__Problem to work on__. In this exercise, the entries below are to be transcribed exactly, line by line.

__Records for processing__.
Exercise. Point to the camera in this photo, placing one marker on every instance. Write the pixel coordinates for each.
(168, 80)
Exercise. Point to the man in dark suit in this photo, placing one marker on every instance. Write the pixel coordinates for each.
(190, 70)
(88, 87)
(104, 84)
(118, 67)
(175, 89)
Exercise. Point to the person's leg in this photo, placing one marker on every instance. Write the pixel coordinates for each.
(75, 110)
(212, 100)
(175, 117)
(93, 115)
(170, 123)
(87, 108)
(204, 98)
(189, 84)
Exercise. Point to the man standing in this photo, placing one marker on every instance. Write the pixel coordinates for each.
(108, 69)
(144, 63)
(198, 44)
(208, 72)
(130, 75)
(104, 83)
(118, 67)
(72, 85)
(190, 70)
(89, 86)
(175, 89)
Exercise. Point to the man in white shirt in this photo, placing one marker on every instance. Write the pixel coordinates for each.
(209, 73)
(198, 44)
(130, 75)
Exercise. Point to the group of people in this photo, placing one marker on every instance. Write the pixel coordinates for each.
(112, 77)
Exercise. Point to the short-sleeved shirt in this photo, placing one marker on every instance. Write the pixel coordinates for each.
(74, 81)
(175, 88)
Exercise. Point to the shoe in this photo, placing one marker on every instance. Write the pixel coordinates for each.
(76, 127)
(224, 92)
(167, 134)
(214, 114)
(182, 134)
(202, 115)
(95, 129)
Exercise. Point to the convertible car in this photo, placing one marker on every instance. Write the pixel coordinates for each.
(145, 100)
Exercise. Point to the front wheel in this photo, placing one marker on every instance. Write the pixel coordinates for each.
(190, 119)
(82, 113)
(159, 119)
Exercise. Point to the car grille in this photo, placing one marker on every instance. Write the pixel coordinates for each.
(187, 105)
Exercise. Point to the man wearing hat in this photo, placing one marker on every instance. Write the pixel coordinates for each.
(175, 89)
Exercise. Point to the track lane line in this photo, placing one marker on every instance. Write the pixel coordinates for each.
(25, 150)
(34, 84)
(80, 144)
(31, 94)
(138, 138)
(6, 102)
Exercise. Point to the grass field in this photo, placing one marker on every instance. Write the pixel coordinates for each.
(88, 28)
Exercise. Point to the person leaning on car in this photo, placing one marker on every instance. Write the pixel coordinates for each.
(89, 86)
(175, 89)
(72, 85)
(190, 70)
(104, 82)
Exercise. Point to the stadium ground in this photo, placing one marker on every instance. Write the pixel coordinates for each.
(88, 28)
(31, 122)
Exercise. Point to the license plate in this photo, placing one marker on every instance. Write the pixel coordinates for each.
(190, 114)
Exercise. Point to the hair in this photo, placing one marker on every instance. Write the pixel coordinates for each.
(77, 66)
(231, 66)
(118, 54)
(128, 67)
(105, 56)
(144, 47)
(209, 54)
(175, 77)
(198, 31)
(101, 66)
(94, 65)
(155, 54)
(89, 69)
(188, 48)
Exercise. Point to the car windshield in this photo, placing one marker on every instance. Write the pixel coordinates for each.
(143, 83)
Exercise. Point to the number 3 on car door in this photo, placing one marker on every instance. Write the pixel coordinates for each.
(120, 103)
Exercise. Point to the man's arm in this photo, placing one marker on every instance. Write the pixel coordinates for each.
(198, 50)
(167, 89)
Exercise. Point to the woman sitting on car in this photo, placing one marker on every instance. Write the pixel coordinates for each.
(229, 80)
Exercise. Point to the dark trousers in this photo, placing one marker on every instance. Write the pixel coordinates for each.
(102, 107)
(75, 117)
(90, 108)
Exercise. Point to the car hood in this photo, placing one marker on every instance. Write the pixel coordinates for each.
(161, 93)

__Answer section__.
Exercise. Point to the camera in this photo, placing one marker on every instance. Write the pixel coordinates for each.
(168, 80)
Exercise. Point to the man in dark suit in this photo, placing one marker on every instance. Write the pixel coordinates for each.
(190, 70)
(88, 87)
(104, 84)
(118, 67)
(175, 89)
Exercise. Point to the person's leg in this photo, placing one marker on every instance. Write the pixel coordinates for each.
(75, 110)
(212, 100)
(175, 117)
(93, 115)
(170, 123)
(87, 108)
(204, 98)
(189, 84)
Exercise. Point to the man standing in this photo, placing one marker on every instance. Write the pixel coordinates for each.
(108, 69)
(144, 63)
(198, 44)
(208, 72)
(130, 75)
(104, 83)
(118, 67)
(72, 85)
(190, 70)
(89, 86)
(175, 89)
Exercise. Point to the man in white shirt in this photo, placing one marker on every instance. Write the pixel coordinates for each.
(209, 73)
(198, 44)
(130, 75)
Exercise. Point to the group of people in this photo, placing one marker on every instance. Write the pixel coordinates for each.
(112, 77)
Exercise. Point to the short-sleeved shirt in this photo, placing one marker on every instance. Write the pixel coordinates for each.
(74, 81)
(175, 88)
Exercise. Point to the shoe in this photo, placing one marker on every instance. Write the pixel coordinates for each.
(76, 127)
(224, 92)
(167, 134)
(214, 114)
(182, 134)
(202, 115)
(95, 129)
Exercise. Point to the convertible car in this photo, placing one marker on every instance. Write the pixel coordinates for each.
(145, 100)
Exercise. Point to the front wheel in this photo, placing one marker on every instance. Write the pixel coordinates for each.
(190, 119)
(82, 113)
(159, 119)
Exercise. Point to the car grille in this photo, placing one marker on every instance. Write the pixel coordinates for each.
(187, 105)
Exercise. Point to the man wearing hat in this photo, placing one marker on every instance. Write the pixel coordinates for each.
(175, 89)
Exercise. Point to the track lane line in this photo, placing one marker on every instance. Write the pixel coordinates for each.
(25, 150)
(34, 84)
(80, 144)
(31, 94)
(138, 138)
(6, 102)
Exercise. Point to the grass field in this photo, placing one marker on every instance. Write the pixel coordinates for each.
(88, 28)
Exercise. Point to the person leaning on car in this photo, placing one marker on every instance. Write the pixel coordinates for each.
(89, 86)
(175, 89)
(72, 85)
(190, 70)
(104, 82)
Exercise. Point to the stadium ground in this photo, placing one marker on every instance. Write the pixel coordinates for each.
(88, 28)
(31, 122)
Exercise. Point to the license plate in this photo, placing one marker on every instance. Write the pixel coordinates for each.
(190, 114)
Exercise. Point to the hair in this photo, placing one marker on every instance. Write the pixel coordinates for each.
(77, 66)
(231, 66)
(118, 54)
(128, 67)
(105, 56)
(144, 47)
(209, 54)
(175, 77)
(198, 31)
(101, 66)
(94, 65)
(155, 54)
(89, 69)
(188, 48)
Exercise. Point to the car windshield in this photo, placing one marker on every instance. Write the pixel coordinates for each.
(143, 83)
Exercise. Point to the number 3 on car door in this photo, placing one marker on every instance. Write the pixel coordinates for each.
(120, 103)
Exercise. Point to the man's arm in this photo, placing one marker on every instance. Write the pixel coordinates for each.
(198, 50)
(167, 89)
Exercise. Point to the woman sitting on car in this photo, placing one marker on every instance. Write the pixel coordinates for each.
(229, 80)
Exercise. Point to the dark trousers in this photo, placing one marker on every instance. Write the pixel coordinates for each.
(102, 107)
(75, 117)
(90, 108)
Exercise. Point to the car hood in this photo, placing one marker on every instance. Write the pixel coordinates for each.
(161, 93)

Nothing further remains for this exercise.